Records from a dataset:

* * * * *

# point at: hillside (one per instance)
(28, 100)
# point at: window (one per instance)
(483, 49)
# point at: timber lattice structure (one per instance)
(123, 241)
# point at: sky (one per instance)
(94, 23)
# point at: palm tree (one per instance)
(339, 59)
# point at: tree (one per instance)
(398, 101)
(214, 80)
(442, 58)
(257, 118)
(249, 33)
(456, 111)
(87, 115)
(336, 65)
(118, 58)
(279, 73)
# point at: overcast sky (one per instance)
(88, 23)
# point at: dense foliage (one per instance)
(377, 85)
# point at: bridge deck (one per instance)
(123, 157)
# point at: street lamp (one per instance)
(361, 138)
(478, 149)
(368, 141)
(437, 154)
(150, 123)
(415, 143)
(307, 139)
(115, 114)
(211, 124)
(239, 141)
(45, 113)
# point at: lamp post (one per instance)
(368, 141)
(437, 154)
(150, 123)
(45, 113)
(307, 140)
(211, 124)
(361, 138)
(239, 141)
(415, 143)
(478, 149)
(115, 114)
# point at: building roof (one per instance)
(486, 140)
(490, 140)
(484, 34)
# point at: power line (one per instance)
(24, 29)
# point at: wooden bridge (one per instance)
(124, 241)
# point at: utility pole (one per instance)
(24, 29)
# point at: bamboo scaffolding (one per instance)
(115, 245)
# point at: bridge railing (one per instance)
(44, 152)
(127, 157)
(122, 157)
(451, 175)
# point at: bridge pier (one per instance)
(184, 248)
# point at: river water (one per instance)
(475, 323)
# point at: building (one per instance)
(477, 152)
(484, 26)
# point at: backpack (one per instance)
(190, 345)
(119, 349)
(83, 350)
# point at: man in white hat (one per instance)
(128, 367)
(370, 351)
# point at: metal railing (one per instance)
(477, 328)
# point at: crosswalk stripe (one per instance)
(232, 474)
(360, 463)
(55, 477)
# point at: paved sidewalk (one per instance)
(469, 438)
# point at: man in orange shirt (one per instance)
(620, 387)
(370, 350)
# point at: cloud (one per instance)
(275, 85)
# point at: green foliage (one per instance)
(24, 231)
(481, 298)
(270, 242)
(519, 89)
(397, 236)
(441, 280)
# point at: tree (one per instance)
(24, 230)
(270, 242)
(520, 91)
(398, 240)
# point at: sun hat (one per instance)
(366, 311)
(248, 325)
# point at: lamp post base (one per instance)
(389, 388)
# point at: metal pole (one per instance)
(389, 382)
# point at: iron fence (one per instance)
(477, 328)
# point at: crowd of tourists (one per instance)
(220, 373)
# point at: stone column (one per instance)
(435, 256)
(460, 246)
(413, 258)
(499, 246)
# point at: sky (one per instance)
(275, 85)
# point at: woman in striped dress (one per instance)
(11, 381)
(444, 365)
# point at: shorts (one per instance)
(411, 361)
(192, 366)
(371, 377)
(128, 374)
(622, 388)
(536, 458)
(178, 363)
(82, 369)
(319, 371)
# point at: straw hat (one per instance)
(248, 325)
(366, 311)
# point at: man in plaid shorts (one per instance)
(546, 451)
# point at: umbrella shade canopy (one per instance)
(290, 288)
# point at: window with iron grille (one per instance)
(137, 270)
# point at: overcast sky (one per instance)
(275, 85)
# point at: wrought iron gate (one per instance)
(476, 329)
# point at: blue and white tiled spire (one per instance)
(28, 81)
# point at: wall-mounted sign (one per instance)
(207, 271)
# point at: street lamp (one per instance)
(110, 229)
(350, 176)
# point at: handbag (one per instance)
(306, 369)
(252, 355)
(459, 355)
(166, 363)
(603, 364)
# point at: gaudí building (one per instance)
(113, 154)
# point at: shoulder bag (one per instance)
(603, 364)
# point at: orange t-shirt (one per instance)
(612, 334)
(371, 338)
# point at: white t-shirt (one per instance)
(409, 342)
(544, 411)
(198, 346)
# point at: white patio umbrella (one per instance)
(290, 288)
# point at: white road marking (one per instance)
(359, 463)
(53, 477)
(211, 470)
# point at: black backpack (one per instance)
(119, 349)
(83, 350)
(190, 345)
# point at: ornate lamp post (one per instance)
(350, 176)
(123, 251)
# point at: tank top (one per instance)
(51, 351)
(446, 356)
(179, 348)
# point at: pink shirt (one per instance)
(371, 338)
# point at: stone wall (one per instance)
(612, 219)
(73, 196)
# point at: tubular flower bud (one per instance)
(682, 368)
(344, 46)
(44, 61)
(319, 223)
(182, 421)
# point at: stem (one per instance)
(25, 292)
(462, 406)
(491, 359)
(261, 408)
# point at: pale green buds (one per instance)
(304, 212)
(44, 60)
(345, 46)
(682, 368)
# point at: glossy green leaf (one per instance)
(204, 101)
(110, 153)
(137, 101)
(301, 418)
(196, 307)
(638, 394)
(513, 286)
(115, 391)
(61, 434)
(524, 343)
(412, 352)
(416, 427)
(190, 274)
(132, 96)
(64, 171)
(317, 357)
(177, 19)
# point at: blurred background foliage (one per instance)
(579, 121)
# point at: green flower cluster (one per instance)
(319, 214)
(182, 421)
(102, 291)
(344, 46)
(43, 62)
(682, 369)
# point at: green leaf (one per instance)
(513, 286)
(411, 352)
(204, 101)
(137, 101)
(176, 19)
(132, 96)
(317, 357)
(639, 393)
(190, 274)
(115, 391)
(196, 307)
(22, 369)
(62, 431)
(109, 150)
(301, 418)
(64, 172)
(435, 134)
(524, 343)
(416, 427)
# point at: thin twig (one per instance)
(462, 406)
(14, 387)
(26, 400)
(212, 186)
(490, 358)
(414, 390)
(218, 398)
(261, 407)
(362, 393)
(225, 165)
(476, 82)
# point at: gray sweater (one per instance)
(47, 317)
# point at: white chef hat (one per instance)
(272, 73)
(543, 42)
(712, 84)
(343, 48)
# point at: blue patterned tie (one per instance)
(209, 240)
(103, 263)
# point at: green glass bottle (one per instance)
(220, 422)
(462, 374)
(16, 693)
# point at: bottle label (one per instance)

* * * * *

#### [Work task]
Reproduce every entry above. Make each line identical to the original.

#### [Task output]
# point at: hillside (one per instance)
(28, 100)
# point at: window (one per instance)
(483, 49)
# point at: timber lattice structure (one per instance)
(123, 241)
# point at: sky (one per instance)
(94, 23)
# point at: palm tree (one per instance)
(339, 59)
# point at: tree (one per instance)
(398, 101)
(214, 80)
(442, 58)
(257, 118)
(249, 33)
(456, 111)
(87, 115)
(336, 65)
(118, 58)
(279, 73)
# point at: overcast sky (one per instance)
(88, 23)
# point at: dense foliage (one per instance)
(377, 85)
# point at: bridge deck (one per instance)
(123, 157)
# point at: street lamp (one per instance)
(361, 138)
(478, 149)
(368, 141)
(437, 154)
(150, 123)
(415, 143)
(307, 139)
(115, 114)
(211, 124)
(239, 141)
(45, 113)
# point at: lamp post (one per instance)
(368, 141)
(437, 154)
(150, 123)
(45, 113)
(307, 140)
(211, 124)
(361, 138)
(239, 141)
(415, 143)
(478, 149)
(115, 114)
# point at: building roof (one per instance)
(486, 140)
(490, 140)
(484, 34)
# point at: power line (one per instance)
(24, 29)
# point at: wooden bridge (one per instance)
(124, 241)
# point at: utility pole (one per instance)
(24, 29)
# point at: bamboo scaffolding (one per instance)
(115, 245)
# point at: bridge railing (one per instance)
(44, 152)
(127, 157)
(122, 157)
(451, 175)
# point at: bridge pier (one per instance)
(184, 248)
# point at: river water (one per instance)
(475, 323)
# point at: building (one per instance)
(477, 152)
(484, 26)
# point at: backpack (one per instance)
(190, 345)
(119, 349)
(83, 350)
# point at: man in white hat (one per instance)
(128, 367)
(370, 351)
# point at: metal railing (one per instance)
(477, 328)
# point at: crosswalk stripe (one per instance)
(232, 474)
(360, 463)
(55, 477)
# point at: paved sidewalk (one per instance)
(469, 438)
# point at: man in orange shirt (one per instance)
(620, 387)
(370, 350)
# point at: cloud (one per instance)
(275, 85)
# point at: green foliage (one per instance)
(24, 231)
(481, 298)
(270, 242)
(519, 89)
(397, 236)
(441, 280)
# point at: tree (one per instance)
(24, 230)
(270, 242)
(520, 91)
(398, 240)
# point at: sun hat (one per instance)
(366, 311)
(248, 325)
# point at: lamp post base (one per instance)
(389, 388)
# point at: metal pole (one per instance)
(389, 382)
# point at: iron fence (one per instance)
(477, 328)
# point at: crowd of tourists (one per instance)
(220, 373)
# point at: stone column (one per instance)
(435, 256)
(460, 246)
(413, 258)
(499, 246)
# point at: sky (one per instance)
(275, 85)
# point at: woman in striped dress (one per instance)
(11, 381)
(444, 365)
# point at: shorts (one per instance)
(411, 361)
(192, 366)
(371, 377)
(128, 374)
(622, 388)
(536, 458)
(178, 363)
(82, 369)
(319, 371)
# point at: straw hat (one per instance)
(248, 325)
(366, 311)
# point at: man in plaid shorts (one per instance)
(546, 451)
# point at: umbrella shade canopy (one per instance)
(290, 288)
# point at: window with iron grille (one per instance)
(137, 270)
# point at: overcast sky (one per instance)
(275, 85)
# point at: wrought iron gate (one per instance)
(476, 329)
# point at: blue and white tiled spire (one per instance)
(28, 81)
# point at: wall-mounted sign (one per instance)
(207, 271)
# point at: street lamp (one per instance)
(110, 229)
(350, 176)
# point at: handbag (one per instance)
(306, 369)
(252, 355)
(459, 355)
(166, 363)
(603, 364)
# point at: gaudí building (one per instance)
(113, 154)
# point at: shoulder bag (one per instance)
(603, 364)
# point at: orange t-shirt (one per instance)
(612, 334)
(371, 338)
# point at: white t-shirt (one per instance)
(409, 342)
(544, 411)
(198, 346)
# point at: white patio umbrella (one per instance)
(290, 288)
# point at: white road marking (one per instance)
(359, 463)
(53, 477)
(211, 470)
# point at: black backpack (one per instance)
(119, 349)
(83, 350)
(190, 345)
# point at: ornate lamp post (one per instance)
(350, 176)
(123, 251)
# point at: tank top (one per instance)
(51, 351)
(446, 356)
(179, 348)
# point at: pink shirt (one per instance)
(371, 338)
# point at: stone wall (one per instance)
(612, 219)
(73, 196)
# point at: tubular flower bud (one per instance)
(682, 368)
(344, 46)
(44, 61)
(319, 223)
(182, 421)
# point at: stem (one per instance)
(25, 292)
(462, 406)
(491, 359)
(261, 408)
# point at: pale green buds (one per instance)
(304, 212)
(44, 60)
(345, 46)
(682, 368)
# point at: glossy green leaf (one per instance)
(204, 101)
(110, 153)
(137, 101)
(301, 418)
(196, 307)
(638, 394)
(513, 286)
(115, 391)
(61, 434)
(524, 343)
(412, 352)
(416, 427)
(190, 274)
(132, 96)
(64, 171)
(317, 357)
(177, 19)
# point at: blurred background foliage (one per instance)
(579, 121)
# point at: green flower cluster (one per instance)
(319, 214)
(182, 421)
(102, 291)
(344, 46)
(43, 62)
(682, 369)
# point at: green leaf (one per instance)
(513, 286)
(411, 352)
(204, 101)
(137, 101)
(176, 19)
(132, 96)
(317, 357)
(639, 393)
(190, 274)
(115, 391)
(196, 307)
(22, 369)
(62, 431)
(109, 150)
(301, 418)
(64, 172)
(435, 134)
(524, 343)
(416, 427)
# point at: thin twig (one per instance)
(462, 406)
(14, 387)
(26, 400)
(212, 186)
(490, 358)
(414, 390)
(218, 398)
(261, 407)
(362, 393)
(225, 165)
(476, 82)
# point at: gray sweater (one per instance)
(47, 317)
# point at: white chef hat (one per instance)
(272, 73)
(543, 42)
(712, 84)
(343, 48)
# point at: blue patterned tie (one per instance)
(209, 240)
(103, 263)
# point at: green glass bottle (one per instance)
(220, 422)
(462, 374)
(16, 693)
# point at: bottle label (one per instance)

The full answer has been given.